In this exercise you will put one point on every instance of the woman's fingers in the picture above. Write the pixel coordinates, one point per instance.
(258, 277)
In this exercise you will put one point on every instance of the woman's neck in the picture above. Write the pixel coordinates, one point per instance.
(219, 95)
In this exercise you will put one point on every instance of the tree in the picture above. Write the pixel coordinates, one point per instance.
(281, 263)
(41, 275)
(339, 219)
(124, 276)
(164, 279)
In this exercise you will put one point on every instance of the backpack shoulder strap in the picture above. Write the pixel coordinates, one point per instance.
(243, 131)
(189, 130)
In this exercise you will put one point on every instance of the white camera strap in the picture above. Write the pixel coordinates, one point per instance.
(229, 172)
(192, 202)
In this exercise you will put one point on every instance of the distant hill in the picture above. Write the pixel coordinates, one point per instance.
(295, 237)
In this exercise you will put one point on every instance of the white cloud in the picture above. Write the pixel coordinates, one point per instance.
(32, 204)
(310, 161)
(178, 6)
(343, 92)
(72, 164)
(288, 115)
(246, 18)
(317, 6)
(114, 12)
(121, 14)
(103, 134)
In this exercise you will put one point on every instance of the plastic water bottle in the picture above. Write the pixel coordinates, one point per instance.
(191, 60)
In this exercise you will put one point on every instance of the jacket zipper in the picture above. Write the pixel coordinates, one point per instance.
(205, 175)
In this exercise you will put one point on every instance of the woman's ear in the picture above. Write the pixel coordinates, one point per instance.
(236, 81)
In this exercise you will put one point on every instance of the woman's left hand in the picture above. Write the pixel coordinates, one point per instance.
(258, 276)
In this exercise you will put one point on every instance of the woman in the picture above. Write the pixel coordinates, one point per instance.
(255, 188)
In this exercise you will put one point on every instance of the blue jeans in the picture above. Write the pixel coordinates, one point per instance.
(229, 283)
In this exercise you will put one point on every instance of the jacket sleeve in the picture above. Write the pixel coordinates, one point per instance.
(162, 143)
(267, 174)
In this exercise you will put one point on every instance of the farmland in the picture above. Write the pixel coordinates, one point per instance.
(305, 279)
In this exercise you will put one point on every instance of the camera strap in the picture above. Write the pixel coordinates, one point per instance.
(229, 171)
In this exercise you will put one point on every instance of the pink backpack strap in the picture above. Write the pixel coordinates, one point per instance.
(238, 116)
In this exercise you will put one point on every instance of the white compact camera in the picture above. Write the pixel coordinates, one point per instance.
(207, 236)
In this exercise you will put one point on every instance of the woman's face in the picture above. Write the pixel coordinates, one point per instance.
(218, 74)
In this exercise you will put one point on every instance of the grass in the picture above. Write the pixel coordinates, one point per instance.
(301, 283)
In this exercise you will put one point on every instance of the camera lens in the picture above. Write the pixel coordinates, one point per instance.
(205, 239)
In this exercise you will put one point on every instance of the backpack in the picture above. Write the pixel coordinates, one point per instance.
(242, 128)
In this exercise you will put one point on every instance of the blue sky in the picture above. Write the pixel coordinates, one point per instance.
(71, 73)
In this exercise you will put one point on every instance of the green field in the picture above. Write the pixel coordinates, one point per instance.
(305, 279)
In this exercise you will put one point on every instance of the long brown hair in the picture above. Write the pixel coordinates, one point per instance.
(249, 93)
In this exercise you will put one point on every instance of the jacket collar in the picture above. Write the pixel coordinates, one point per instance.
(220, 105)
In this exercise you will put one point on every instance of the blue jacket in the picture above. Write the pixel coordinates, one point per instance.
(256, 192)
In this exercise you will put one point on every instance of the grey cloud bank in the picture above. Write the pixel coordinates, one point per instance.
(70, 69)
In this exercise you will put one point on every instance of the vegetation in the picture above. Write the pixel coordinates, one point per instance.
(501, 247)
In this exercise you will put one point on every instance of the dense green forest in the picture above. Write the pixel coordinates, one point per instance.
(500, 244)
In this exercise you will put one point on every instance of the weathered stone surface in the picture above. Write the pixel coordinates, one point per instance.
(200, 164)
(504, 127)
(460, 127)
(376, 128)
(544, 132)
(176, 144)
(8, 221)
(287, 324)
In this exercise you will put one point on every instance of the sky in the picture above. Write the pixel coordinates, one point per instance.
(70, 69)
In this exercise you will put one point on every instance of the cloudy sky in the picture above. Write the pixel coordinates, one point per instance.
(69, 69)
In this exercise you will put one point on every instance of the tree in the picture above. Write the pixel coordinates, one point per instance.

● **EXERCISE REQUIREMENTS**:
Transcribe exactly the lines from the one containing "instance of the sky" through the end of the records, both included, and nothing else.

● **ANSWER SPACE**:
In this exercise you will put one point on every instance of the sky in the picture above. Write the pixel coordinates, one point per instance.
(70, 69)
In this exercise you will put one point on every instance of the cloudy sky in the picture above. Write the pixel coordinates, one point per instance.
(69, 69)
In this exercise you will put one point on every instance of the tree in the picture above. Write the pixel coordinates, one point per instance.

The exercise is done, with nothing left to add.